● **DATA LINES**
━━━━━━━━━━━━━━━━━━━━

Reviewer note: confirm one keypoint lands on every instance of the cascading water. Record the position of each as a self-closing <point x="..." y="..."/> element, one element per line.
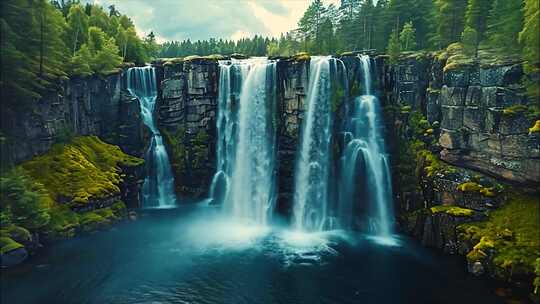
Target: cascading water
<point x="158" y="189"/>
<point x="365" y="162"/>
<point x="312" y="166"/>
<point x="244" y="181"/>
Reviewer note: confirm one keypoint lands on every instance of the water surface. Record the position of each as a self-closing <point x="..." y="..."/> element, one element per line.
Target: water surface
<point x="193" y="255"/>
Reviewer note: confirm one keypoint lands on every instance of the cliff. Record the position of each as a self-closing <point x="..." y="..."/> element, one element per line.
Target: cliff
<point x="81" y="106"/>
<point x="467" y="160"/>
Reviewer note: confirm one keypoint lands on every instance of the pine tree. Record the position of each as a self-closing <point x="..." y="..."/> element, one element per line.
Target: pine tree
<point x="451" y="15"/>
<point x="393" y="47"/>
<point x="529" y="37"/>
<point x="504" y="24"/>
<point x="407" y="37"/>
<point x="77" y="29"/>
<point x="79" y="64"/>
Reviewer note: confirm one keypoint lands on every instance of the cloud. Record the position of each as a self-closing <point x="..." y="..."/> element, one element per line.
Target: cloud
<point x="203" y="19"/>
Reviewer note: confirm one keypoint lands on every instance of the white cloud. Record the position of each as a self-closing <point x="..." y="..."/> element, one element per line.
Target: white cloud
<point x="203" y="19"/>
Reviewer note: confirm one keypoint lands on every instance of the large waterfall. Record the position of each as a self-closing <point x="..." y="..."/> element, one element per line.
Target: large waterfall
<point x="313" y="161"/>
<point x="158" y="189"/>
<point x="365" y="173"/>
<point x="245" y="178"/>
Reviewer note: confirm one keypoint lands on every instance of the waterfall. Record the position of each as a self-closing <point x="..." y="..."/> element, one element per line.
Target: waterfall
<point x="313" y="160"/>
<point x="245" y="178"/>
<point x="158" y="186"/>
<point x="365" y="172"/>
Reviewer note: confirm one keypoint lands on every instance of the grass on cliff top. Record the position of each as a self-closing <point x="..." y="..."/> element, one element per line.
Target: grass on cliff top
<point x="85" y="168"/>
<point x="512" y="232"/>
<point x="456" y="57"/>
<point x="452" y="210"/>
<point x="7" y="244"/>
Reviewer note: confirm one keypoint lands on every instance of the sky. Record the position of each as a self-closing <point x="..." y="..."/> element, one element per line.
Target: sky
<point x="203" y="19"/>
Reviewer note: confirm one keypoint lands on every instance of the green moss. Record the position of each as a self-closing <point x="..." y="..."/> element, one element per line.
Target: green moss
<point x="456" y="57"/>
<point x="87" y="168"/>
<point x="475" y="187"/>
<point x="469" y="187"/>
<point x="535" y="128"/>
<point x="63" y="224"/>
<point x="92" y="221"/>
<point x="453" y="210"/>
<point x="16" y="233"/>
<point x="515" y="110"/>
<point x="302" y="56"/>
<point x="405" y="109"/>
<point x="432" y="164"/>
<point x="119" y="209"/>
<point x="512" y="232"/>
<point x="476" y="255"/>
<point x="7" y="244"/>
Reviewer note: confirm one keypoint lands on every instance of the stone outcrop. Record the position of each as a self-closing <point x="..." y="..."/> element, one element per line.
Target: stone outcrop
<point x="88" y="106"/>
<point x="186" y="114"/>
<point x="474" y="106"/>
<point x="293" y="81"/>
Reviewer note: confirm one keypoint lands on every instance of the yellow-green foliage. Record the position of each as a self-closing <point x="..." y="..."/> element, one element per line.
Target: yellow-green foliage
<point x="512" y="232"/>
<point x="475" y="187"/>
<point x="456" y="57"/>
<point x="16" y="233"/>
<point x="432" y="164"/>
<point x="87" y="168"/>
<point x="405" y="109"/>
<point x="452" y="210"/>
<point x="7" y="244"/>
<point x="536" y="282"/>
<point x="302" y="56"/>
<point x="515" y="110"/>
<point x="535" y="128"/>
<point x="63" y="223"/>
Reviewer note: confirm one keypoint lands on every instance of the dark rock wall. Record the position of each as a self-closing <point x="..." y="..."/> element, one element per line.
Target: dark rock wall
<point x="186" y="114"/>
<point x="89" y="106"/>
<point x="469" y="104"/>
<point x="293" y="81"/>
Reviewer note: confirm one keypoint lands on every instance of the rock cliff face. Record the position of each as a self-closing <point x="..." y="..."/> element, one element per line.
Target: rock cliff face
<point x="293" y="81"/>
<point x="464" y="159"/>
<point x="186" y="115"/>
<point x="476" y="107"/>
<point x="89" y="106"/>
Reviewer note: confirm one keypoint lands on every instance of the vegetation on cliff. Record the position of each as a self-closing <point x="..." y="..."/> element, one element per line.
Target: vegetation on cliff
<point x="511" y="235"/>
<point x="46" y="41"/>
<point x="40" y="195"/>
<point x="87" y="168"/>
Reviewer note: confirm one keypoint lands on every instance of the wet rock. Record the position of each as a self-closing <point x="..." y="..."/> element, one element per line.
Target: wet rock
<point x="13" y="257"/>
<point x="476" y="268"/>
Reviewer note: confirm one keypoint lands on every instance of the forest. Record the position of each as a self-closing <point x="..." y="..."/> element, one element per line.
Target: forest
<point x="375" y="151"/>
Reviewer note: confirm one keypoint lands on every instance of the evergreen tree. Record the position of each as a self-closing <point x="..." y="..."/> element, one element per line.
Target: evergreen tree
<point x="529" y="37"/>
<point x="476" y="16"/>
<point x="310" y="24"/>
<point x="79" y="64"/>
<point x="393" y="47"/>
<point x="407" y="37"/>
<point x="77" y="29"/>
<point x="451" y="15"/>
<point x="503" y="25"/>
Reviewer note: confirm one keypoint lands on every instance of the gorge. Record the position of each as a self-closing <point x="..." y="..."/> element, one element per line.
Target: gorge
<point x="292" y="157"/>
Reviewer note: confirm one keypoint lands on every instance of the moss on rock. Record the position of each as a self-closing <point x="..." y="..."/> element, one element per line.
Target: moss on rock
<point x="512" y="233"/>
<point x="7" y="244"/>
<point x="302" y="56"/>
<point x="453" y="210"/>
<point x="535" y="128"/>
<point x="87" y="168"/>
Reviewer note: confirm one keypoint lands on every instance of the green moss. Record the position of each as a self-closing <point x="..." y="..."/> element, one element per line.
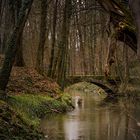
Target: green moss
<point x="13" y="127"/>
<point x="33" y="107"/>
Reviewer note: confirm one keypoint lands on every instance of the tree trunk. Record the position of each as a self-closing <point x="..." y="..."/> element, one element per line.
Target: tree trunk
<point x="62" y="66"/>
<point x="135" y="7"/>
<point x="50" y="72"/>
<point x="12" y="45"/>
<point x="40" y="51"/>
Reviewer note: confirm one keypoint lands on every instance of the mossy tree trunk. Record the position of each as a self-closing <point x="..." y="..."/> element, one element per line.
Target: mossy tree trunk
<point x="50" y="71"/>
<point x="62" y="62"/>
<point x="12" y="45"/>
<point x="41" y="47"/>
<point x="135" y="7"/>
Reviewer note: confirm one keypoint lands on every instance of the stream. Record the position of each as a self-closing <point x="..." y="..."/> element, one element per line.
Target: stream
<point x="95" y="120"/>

━━━━━━━━━━━━━━━━━━━━

● **GOAL OF THE EXERCISE**
Set down every entry word for word, but omit the pictures.

● **SOLUTION BELOW**
Reviewer note: confirm one keypoint lands on every instance of the cascading water. Record the position of each as a self-closing <point x="..." y="..."/> element, one element per line.
Target: cascading water
<point x="158" y="189"/>
<point x="365" y="162"/>
<point x="312" y="166"/>
<point x="244" y="181"/>
Reviewer note: confirm one keypoint lands on every instance of the water surface. Record the position of each as a self-closing <point x="..." y="..."/> element, one element per line.
Target: water surface
<point x="193" y="255"/>
Reviewer note: confirm one keypoint lands on every instance of the cliff. Record the position of each as a self-closing <point x="..." y="..."/> element, one element per line.
Target: cliff
<point x="81" y="106"/>
<point x="467" y="160"/>
Reviewer note: confirm one keypoint lands on every instance of the pine tree. Record the position of each as a self-closing <point x="..." y="..."/> element, one element per line.
Target: pine tree
<point x="451" y="15"/>
<point x="393" y="47"/>
<point x="529" y="37"/>
<point x="504" y="24"/>
<point x="407" y="37"/>
<point x="77" y="29"/>
<point x="79" y="64"/>
Reviewer note: confirm one keypoint lands on every instance of the cloud. Record the position of each as a self-closing <point x="..." y="..."/> element, one element per line.
Target: cloud
<point x="203" y="19"/>
Reviewer note: confirm one keypoint lands on every instance of the white cloud. Record the position of each as a self-closing <point x="..." y="..."/> element, one element per line.
Target: white cloud
<point x="203" y="19"/>
Reviewer note: confirm one keypoint lands on every instance of the large waterfall. Record the position of each as a self-closing <point x="..." y="..."/> element, one element per line.
Target: large waterfall
<point x="313" y="161"/>
<point x="158" y="189"/>
<point x="365" y="173"/>
<point x="245" y="178"/>
Reviewer note: confirm one keypoint lands on every instance of the waterfall. Record the position of each as a self-closing <point x="..." y="..."/> element, one element per line.
Target: waterfall
<point x="313" y="160"/>
<point x="245" y="178"/>
<point x="158" y="186"/>
<point x="365" y="172"/>
Reviewer note: confirm one keypoint lands on every instance of the grass on cliff top. Record the position of each as a self-closing <point x="..." y="..."/> element, one element per line.
Target: grass on cliff top
<point x="85" y="168"/>
<point x="512" y="232"/>
<point x="456" y="57"/>
<point x="452" y="210"/>
<point x="7" y="244"/>
Reviewer note: confirm one keypoint lands on every instance of the sky. Record the position of each as a self-closing <point x="..." y="..."/> element, one element per line.
Target: sky
<point x="203" y="19"/>
Reviewer note: confirm one keypoint lands on every instance of the green moss. Record the position of each as a self-closing <point x="..." y="..."/> element, one element per line.
Target: green moss
<point x="456" y="57"/>
<point x="87" y="168"/>
<point x="475" y="187"/>
<point x="469" y="187"/>
<point x="535" y="128"/>
<point x="63" y="224"/>
<point x="92" y="221"/>
<point x="453" y="210"/>
<point x="16" y="233"/>
<point x="515" y="110"/>
<point x="302" y="56"/>
<point x="405" y="109"/>
<point x="432" y="164"/>
<point x="119" y="209"/>
<point x="512" y="232"/>
<point x="476" y="255"/>
<point x="7" y="244"/>
Reviewer note: confirm one keypoint lands on every instance of the stone outcrop. Record the position of each as a self-closing <point x="..." y="..."/> element, one element per line.
Target: stone outcrop
<point x="88" y="106"/>
<point x="186" y="114"/>
<point x="474" y="106"/>
<point x="293" y="81"/>
Reviewer note: confirm one keypoint lands on every instance of the yellow-green foliage. Record the position of each as a self-closing <point x="..." y="..."/> element, one element per line.
Target: yellow-green foliage
<point x="512" y="232"/>
<point x="475" y="187"/>
<point x="456" y="57"/>
<point x="16" y="233"/>
<point x="432" y="164"/>
<point x="87" y="168"/>
<point x="405" y="109"/>
<point x="452" y="210"/>
<point x="7" y="244"/>
<point x="536" y="282"/>
<point x="302" y="56"/>
<point x="515" y="110"/>
<point x="535" y="128"/>
<point x="63" y="223"/>
Reviewer note: confirm one keypoint lands on every instance of the dark rock wall. Record the position of each as a self-closing <point x="..." y="..."/> element, one element per line.
Target: dark rock wall
<point x="186" y="114"/>
<point x="89" y="106"/>
<point x="469" y="104"/>
<point x="293" y="81"/>
Reviewer note: confirm one keypoint lands on every instance of the rock cliff face. Record the position of each as a self-closing <point x="..." y="..."/> element, one element per line.
Target: rock cliff face
<point x="293" y="81"/>
<point x="464" y="159"/>
<point x="186" y="115"/>
<point x="476" y="107"/>
<point x="89" y="106"/>
Reviewer note: confirm one keypoint lands on every instance of the vegetation on cliff. Record the position of each as a self-closing <point x="..." y="..."/> element, one element per line.
Target: vegetation on cliff
<point x="511" y="235"/>
<point x="46" y="41"/>
<point x="40" y="195"/>
<point x="87" y="168"/>
Reviewer note: confirm one keypoint lands on every instance of the wet rock. Record the position of each as a self-closing <point x="..." y="..."/> element, one element per line.
Target: wet rock
<point x="13" y="257"/>
<point x="476" y="268"/>
Reviewer note: confirm one keypoint lands on every instance of the forest. Record the position of each as a self-closing <point x="..." y="..."/> element, one element per line.
Target: forest
<point x="375" y="151"/>
Reviewer note: confirm one keypoint lands on every instance of the evergreen tree. Record the position of each as a self-closing <point x="..." y="..."/> element, one element per line.
Target: evergreen tree
<point x="529" y="37"/>
<point x="476" y="16"/>
<point x="310" y="24"/>
<point x="79" y="64"/>
<point x="393" y="47"/>
<point x="407" y="37"/>
<point x="77" y="29"/>
<point x="451" y="15"/>
<point x="503" y="25"/>
Reviewer note: confirm one keypoint lands on every instance of the gorge. Record the position of each as a self-closing <point x="..." y="..."/> element, one element per line.
Target: gorge
<point x="292" y="157"/>
Reviewer note: confirm one keypoint lands on every instance of the moss on rock. Record the position of each as a self-closing <point x="..." y="..."/> element, one element per line.
Target: moss on rock
<point x="512" y="233"/>
<point x="7" y="244"/>
<point x="302" y="56"/>
<point x="453" y="210"/>
<point x="535" y="128"/>
<point x="87" y="168"/>
Reviewer note: confirm one keypoint lands on every instance of the green moss. Record the position of each as a self-closing <point x="..." y="..."/> element, one element per line.
Target: green moss
<point x="13" y="127"/>
<point x="33" y="107"/>
Reviewer note: confirm one keypoint lands on every instance of the tree trunk. Record the position of each as a self-closing <point x="..." y="..."/> element, one element per line.
Target: tree trunk
<point x="62" y="66"/>
<point x="135" y="7"/>
<point x="50" y="72"/>
<point x="12" y="45"/>
<point x="40" y="51"/>
Reviewer note: confirm one keypoint lands on every instance of the mossy tree trunk. Record the position of each as a self-closing <point x="..." y="..."/> element, one element per line.
Target: mossy tree trunk
<point x="50" y="71"/>
<point x="62" y="62"/>
<point x="12" y="45"/>
<point x="41" y="47"/>
<point x="135" y="7"/>
Reviewer note: confirm one keypoint lands on every instance of the stream. Record the position of each as a self-closing <point x="..." y="..."/> element, one element per line.
Target: stream
<point x="95" y="120"/>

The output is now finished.